◆ Excerpted text
========

We decided to exclude quotes from Wikia.com since
 - a majority of them are attributed either to no speaker at all and some of them are attributed to fictional characters e.g. Hisao Nakai, John Tracy, Casey Jones
 - some quotations are quite strange as seen from sample 100 quotations from wikia.com domain

In [59]:
to_remove = quotes.select('quoteID').where(F.array_contains('domains', 'wikia.com'))

Furthermore, we decided to remove all the quotations that (listed in order of appearing in the regex):
 - HTML tags
 - start with an equals sign
 - end with an equals sign
 - Start with "Bilde?"
 - start with an url i.e. with "https" or "http" string
 - start with "file:" string
 - contain equality with non-letter characters (Quotations containing equality where letters are on both sides may be valid. e.g. Sharing = Caring)

========

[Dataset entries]
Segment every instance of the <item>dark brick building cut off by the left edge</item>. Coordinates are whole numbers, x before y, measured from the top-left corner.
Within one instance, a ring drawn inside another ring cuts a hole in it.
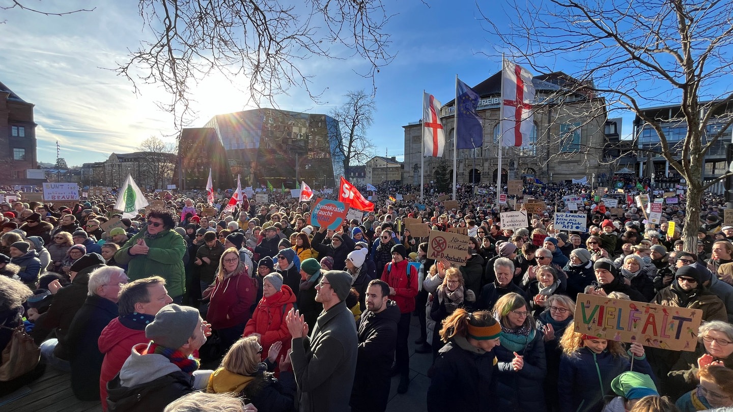
[[[0,180],[5,185],[40,185],[45,177],[32,179],[38,169],[36,123],[32,103],[0,83]]]

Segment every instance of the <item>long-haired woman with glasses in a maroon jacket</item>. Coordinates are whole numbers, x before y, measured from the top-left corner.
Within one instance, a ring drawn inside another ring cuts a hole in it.
[[[257,296],[257,280],[251,278],[236,248],[224,251],[219,260],[214,290],[206,319],[217,331],[224,347],[242,336],[251,319],[251,306]]]

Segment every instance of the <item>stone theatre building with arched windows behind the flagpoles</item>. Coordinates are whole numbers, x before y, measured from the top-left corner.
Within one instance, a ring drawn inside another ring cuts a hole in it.
[[[502,147],[501,181],[534,177],[559,182],[608,174],[603,148],[605,100],[583,88],[583,84],[564,73],[535,76],[534,130],[523,147]],[[498,141],[501,108],[501,72],[473,88],[481,97],[478,114],[482,121],[483,145],[454,152],[454,102],[441,108],[446,133],[442,158],[422,158],[421,121],[405,129],[405,183],[435,180],[438,165],[446,163],[452,179],[453,159],[457,163],[457,183],[491,184],[498,174]],[[424,161],[424,166],[422,165]]]

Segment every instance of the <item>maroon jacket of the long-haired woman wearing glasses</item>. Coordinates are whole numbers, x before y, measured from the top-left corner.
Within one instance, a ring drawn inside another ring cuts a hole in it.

========

◆ Task instructions
a) In the notes on filtering quotations, which quotations containing an equals sign may still be valid?
b) Write the next part of the notes on filtering quotations, picking up after the last line shown.

◆ Expected outputs
a) Quotations where letters are on both sides of the equals sign, such as "Sharing = Caring."

b)
 - contains that contain an unopened closed bracket or an unclosed open bracket
 - contain CSS tags
 - contain HTML entities e.g. &nbsp;
 - can be parsed as dates
 
5 examples for each of the issues are listed below the following cell

In [62]:
# CSS tags are fetched from https://www.w3.org/TR/CSS2/propidx.html
css_tags = '(azimuth|background-attachment|background-color|background-image|background-position|background-repeat|background|border-collapse|border-color|border-spacing|border-style|border-top|border-right|border-bottom|border-left|border-top-color|border-right-color|border-bottom-color|border-left-color|border-top-style|border-right-style|border-bottom-style|border-left-style|border-top-width|border-right-width|border-bottom-width|border-left-width|border-width|border|bottom|caption-side|clip|color|content|counter-increment|counter-reset|cue-after|cue-before|cue|cursor|direction|display|elevation|empty-cells|float|font-family|font-size|font-style|font-variant|font-weight|font|height|left|letter-spacing|line-height|list-style-image|list-style-position|list-style-type|list-style|margin-right|margin-left|margin-top|margin-bottom|margin|max-height|max-width|min-height|min-width|orphans|outline-color|outline-style|outline-width|outline|overflow|padding-top|padding-right|padding-bottom|padding-left|padding|page-break-after|page-break-before|page-break-inside|pause-after|pause-before|pause|pitch-range|pitch|play-during|quotes|richness|right|speak-header|speak-numeral|speak-punctuation|speak|speech-rate|stress|table-layout|text-align|text-decoration|text-indent|text-transform|top|unicode-bidi|vertical-align|visibility|voice-family|volume|white-space|widows|width|word-spacing|z-index):'
regex = '<.*>|^=|=$|^Bilde?|^https?:|^file:|= [^ a-zA-Z]|^[^\[\{\(]*\]|\[[\]\}\)]*$|^[^\{\[\(]*\}|\{[^\}\]\)]*$|^[^<]*>|<[^>]*$' + '|' + css_tags + '&.*;'

to_remove = to_remove.union(quotes.select('quoteID').where(F.col('quotation').rlike(regex)))

def is_date(string):
    """Source: https://stackoverflow.com/questions/25341945/check-if-string-has-date-any-format"""
    try:
        parse(string, fuzzy=False)
        return True
    except ValueError:
        return False


is_date_udf = F.udf(is_date, BooleanType())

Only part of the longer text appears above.